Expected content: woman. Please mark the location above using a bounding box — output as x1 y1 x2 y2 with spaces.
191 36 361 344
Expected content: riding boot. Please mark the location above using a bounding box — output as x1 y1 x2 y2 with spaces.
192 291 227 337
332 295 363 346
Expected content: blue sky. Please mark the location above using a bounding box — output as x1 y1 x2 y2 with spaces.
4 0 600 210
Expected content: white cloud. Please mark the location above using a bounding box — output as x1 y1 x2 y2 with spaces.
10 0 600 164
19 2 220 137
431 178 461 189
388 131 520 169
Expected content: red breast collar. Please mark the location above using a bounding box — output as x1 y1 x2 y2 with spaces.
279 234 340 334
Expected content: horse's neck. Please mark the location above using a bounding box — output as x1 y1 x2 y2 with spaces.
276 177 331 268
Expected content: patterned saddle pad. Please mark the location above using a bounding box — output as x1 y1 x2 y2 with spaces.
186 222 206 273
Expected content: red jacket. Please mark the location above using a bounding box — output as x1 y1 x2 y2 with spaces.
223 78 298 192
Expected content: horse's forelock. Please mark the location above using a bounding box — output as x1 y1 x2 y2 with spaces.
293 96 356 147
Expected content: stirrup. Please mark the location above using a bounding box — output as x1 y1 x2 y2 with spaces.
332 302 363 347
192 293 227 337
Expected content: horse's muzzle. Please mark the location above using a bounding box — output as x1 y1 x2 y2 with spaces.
══════════════════════════════
▶ [Activity]: Using the records above, please repeat the line with "Expected content: patterned" and every line after it exactly, and give no other text.

▶ [Answer for the task]:
Expected content: patterned saddle pad. Please mark the location above using a bounding box — output as x1 y1 x2 y2 with spaces.
186 222 206 273
Expected content: red jacket. Please mark the location above using a bounding box — output as x1 y1 x2 y2 with spaces.
223 78 298 192
Expected content: horse's forelock. Please mark the location above using a bounding box — output as x1 y1 x2 y2 with spaces.
293 96 356 147
Expected content: stirrup. Please mark the location above using a bounding box — output as x1 y1 x2 y2 with spaces.
332 302 363 347
192 293 227 337
Expected content: horse's muzzle. Please mark the location above using a bounding box — output as x1 y1 x2 y2 with spaces.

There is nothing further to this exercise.